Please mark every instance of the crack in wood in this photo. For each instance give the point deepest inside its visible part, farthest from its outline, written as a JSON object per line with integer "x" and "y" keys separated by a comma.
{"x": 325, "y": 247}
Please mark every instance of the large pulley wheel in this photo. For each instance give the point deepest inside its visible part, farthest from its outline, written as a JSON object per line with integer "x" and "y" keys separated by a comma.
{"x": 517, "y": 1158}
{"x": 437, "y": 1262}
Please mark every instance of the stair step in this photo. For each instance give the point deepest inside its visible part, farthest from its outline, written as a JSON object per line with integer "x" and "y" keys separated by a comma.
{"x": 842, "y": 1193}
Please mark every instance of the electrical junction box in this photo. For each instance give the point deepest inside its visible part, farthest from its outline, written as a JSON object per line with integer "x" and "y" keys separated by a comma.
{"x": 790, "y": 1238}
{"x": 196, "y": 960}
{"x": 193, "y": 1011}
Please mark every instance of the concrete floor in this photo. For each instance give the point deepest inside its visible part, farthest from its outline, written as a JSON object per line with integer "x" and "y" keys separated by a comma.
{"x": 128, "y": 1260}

++++++++++++++++++++

- [The problem] Copy every row above, word for word and point for point.

- [Answer to the problem]
Please mark every instance of the crack in wood in this photo. For each instance give the point deepest inside its visible part, farthest from its outline, written as a JSON object per line with integer "x" and "y" keys separated by a comma.
{"x": 325, "y": 247}
Please mark every instance of the large pulley wheel in this photo. For each instance give the point deepest inside its visible part, farthest from its outline, written as a JSON object per line with integer "x" and "y" keys separated by a comma.
{"x": 517, "y": 1158}
{"x": 437, "y": 1262}
Please mark every instance of the stair step in this photo. For each instance give the point deepest inside its visible part, farthest from its outline, written as a JSON object per line with integer "x" and "y" keys separated by a comma.
{"x": 842, "y": 1193}
Please mark every instance of the electrical junction box in this photo. For each instance give the point deepest inside its visible part, farthest from its outline, written as a JSON object per line with integer "x" and "y" keys separated by a comma.
{"x": 790, "y": 1238}
{"x": 196, "y": 960}
{"x": 193, "y": 1011}
Please mark every instance of the concrete floor in this photo. For each instance give the point deepest inside its visible part, farthest from its outline, written as a JSON object per line with integer "x" and "y" keys separated by a comma.
{"x": 128, "y": 1260}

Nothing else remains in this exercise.